» Problem to solve
Only the lines that hold "sidewalk" should be in the answer, each copied from the data below.

[Records from a data collection]

::::::::

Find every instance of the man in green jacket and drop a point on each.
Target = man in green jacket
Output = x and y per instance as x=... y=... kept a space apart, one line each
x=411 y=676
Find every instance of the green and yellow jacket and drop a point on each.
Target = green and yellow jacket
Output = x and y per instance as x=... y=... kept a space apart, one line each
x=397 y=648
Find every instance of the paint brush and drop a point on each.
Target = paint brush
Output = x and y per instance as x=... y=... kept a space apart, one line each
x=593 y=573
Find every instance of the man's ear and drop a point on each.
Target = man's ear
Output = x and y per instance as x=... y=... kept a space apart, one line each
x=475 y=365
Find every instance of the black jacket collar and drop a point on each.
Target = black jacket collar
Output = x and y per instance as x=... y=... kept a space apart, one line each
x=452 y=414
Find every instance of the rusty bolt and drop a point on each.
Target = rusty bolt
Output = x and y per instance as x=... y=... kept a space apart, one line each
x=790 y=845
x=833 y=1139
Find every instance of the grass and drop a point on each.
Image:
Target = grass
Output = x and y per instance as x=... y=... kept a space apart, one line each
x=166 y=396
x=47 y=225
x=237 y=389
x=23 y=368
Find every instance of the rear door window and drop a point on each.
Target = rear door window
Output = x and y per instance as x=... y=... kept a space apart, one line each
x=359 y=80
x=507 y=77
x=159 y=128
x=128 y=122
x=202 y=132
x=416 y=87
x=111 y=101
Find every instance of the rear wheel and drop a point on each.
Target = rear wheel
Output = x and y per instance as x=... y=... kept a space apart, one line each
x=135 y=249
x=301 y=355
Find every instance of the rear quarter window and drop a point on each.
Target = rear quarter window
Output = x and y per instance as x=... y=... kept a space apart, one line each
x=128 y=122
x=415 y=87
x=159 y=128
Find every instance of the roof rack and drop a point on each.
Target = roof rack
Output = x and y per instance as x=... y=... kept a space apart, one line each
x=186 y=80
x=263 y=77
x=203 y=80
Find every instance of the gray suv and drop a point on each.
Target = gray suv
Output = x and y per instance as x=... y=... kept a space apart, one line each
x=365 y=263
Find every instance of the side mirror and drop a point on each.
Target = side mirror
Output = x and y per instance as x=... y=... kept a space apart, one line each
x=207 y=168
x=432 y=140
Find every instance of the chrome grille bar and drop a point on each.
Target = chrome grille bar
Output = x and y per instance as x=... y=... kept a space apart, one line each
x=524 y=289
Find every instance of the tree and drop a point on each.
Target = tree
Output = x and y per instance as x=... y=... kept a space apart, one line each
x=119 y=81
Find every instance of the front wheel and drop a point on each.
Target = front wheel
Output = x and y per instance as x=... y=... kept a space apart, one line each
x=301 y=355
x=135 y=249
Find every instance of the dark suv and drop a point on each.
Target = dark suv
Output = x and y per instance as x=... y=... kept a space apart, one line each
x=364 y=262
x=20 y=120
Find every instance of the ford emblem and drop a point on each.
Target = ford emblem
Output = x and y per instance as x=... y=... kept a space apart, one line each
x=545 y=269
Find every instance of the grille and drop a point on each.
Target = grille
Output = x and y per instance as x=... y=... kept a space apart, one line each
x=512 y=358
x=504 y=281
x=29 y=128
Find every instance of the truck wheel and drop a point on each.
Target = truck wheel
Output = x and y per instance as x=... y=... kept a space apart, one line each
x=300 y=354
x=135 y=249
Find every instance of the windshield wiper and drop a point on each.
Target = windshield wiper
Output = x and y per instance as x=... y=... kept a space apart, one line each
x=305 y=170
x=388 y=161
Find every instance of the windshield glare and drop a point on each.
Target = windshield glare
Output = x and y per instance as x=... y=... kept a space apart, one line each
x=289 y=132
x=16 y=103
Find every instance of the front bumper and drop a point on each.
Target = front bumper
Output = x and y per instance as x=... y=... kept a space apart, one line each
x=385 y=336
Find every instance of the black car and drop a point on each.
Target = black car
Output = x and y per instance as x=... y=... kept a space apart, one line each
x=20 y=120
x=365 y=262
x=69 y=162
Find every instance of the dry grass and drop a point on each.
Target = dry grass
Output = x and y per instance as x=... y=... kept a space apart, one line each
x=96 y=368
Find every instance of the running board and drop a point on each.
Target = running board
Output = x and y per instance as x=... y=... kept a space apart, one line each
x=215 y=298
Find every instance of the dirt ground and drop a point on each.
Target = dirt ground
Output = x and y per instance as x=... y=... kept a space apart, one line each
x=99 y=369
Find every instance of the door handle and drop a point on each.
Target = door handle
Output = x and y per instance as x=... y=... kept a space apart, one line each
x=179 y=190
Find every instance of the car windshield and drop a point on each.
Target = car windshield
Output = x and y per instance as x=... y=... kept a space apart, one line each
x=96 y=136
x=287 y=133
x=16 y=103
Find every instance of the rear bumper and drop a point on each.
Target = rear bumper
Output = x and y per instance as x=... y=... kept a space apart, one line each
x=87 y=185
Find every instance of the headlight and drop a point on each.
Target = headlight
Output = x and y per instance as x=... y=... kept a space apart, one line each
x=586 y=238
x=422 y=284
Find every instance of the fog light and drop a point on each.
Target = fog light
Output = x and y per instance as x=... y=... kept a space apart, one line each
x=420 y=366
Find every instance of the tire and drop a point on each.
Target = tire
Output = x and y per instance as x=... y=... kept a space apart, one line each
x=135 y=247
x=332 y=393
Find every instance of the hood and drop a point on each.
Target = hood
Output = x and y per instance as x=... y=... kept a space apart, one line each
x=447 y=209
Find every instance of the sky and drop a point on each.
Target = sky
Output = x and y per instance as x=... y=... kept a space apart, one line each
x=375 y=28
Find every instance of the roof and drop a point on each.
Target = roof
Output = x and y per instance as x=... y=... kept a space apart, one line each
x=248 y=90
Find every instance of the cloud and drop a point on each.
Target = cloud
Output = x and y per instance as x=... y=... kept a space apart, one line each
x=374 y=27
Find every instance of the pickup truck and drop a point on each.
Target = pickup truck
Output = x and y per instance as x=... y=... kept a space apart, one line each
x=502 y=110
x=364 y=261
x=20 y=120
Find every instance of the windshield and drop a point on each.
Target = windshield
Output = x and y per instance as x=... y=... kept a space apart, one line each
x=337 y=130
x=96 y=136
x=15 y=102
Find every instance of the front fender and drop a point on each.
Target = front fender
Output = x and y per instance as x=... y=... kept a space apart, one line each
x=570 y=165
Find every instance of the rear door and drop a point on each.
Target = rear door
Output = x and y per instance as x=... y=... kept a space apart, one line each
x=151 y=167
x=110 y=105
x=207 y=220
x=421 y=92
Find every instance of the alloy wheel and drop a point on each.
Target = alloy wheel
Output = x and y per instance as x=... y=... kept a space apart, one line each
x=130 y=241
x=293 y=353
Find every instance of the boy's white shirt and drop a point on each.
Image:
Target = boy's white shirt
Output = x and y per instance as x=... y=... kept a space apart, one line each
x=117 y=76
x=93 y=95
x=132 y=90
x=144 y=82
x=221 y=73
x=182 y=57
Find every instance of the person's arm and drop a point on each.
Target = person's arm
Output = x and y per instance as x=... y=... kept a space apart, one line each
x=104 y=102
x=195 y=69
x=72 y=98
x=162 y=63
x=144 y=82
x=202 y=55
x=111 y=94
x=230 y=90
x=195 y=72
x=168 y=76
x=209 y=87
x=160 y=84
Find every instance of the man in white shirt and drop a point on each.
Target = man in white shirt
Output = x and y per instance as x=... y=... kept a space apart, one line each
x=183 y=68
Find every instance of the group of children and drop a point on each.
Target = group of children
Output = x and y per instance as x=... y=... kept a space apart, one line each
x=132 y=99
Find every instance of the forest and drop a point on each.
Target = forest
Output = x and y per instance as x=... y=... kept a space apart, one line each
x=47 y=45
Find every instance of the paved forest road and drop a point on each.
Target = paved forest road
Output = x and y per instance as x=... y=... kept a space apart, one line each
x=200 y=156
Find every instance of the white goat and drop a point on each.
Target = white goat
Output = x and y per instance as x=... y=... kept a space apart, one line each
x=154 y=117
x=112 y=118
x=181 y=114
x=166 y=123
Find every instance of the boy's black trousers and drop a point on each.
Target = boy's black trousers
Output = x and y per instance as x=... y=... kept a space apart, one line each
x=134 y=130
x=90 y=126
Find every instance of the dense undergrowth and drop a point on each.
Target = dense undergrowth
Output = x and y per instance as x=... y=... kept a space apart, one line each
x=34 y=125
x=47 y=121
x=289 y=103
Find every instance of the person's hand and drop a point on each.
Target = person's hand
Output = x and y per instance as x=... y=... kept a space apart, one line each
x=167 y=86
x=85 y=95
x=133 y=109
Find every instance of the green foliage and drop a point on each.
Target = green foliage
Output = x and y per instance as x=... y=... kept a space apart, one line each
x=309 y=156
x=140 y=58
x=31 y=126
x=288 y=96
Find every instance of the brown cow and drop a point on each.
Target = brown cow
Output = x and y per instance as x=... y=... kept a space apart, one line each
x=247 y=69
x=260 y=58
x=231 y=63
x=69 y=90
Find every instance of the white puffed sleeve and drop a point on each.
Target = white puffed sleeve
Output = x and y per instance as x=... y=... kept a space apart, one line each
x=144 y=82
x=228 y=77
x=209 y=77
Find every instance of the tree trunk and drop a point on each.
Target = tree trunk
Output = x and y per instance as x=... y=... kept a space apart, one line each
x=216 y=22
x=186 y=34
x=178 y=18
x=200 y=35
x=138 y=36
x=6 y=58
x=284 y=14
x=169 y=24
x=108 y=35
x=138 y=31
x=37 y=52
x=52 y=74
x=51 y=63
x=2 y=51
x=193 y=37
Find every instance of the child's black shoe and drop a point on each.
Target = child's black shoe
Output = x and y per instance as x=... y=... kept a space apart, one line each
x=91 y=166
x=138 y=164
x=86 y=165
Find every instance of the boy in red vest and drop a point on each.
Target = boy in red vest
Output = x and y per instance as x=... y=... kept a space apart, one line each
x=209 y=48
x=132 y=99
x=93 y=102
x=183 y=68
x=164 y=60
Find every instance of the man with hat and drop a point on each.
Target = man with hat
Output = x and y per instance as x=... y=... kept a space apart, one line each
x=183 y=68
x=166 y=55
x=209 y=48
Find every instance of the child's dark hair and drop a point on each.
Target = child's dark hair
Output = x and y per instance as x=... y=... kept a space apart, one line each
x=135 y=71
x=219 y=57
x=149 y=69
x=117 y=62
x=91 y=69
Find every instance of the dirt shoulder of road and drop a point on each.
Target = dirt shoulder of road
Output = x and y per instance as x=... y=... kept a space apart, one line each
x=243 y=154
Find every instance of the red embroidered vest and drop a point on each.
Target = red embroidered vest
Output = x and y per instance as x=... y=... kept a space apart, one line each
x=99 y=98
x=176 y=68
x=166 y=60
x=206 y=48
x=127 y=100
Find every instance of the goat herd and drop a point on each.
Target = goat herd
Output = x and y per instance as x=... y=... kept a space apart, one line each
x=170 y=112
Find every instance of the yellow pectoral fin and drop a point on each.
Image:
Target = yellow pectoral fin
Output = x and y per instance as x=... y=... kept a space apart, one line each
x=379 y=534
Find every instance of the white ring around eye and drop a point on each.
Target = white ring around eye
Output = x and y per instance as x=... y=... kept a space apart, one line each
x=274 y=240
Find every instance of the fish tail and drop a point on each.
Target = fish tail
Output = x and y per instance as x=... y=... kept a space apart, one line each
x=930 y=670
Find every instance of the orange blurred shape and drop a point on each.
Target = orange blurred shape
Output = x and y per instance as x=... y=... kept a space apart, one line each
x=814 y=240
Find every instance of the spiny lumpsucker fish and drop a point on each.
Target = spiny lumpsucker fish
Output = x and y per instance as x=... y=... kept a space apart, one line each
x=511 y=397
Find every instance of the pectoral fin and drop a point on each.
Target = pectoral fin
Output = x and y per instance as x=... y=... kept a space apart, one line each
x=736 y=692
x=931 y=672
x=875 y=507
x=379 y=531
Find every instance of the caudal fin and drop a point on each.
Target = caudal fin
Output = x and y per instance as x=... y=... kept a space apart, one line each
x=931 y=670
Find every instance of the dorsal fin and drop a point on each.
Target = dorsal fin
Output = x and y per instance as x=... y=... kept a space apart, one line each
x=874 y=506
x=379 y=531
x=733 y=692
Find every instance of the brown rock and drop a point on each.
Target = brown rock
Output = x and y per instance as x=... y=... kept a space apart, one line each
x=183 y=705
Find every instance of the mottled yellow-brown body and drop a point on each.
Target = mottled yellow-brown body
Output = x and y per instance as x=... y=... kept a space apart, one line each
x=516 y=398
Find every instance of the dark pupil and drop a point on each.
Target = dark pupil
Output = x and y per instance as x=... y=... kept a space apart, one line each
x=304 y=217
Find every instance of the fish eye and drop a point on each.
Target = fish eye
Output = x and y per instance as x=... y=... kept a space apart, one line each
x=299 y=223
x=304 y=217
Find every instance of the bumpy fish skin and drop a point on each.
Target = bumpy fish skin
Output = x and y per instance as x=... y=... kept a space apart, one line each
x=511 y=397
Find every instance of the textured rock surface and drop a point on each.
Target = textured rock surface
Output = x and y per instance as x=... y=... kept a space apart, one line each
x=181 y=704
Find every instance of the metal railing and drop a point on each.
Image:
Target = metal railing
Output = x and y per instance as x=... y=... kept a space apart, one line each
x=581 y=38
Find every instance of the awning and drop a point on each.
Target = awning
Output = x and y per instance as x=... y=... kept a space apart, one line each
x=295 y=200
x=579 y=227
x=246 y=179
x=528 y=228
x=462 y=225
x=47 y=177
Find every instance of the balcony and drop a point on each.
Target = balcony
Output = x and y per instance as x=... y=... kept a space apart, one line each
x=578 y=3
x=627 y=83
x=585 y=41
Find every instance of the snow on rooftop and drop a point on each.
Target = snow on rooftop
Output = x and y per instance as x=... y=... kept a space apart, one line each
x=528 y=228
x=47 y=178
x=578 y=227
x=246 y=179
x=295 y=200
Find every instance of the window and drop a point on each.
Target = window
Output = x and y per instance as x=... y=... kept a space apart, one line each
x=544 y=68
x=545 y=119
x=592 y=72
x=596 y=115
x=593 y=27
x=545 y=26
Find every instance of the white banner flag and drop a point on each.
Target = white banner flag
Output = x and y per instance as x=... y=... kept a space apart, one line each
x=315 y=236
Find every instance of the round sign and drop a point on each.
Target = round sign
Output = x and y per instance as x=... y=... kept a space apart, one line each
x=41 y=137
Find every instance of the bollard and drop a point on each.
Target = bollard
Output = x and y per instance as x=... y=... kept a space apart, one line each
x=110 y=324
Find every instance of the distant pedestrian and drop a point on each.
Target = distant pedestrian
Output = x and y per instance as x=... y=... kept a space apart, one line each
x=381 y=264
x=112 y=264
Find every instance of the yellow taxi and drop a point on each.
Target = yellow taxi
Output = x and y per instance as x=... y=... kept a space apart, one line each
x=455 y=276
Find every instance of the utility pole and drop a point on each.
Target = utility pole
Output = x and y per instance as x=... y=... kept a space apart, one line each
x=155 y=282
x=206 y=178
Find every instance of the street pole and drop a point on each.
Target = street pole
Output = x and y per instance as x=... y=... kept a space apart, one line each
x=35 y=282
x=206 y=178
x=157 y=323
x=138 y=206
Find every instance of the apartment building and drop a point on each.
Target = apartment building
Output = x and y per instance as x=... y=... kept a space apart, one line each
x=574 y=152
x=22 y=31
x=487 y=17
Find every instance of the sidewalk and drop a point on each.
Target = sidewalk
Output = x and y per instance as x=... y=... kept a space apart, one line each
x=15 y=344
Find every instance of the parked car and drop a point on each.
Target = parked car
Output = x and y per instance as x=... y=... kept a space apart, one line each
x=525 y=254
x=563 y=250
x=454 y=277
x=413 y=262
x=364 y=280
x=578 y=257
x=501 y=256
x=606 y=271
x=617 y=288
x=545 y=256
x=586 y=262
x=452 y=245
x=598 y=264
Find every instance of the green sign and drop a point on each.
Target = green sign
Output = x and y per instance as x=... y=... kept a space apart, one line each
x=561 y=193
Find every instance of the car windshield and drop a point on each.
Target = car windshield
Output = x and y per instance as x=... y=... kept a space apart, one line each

::::::::

» Solution for this problem
Find every instance of the sidewalk and drop a point on each.
Target = sidewalk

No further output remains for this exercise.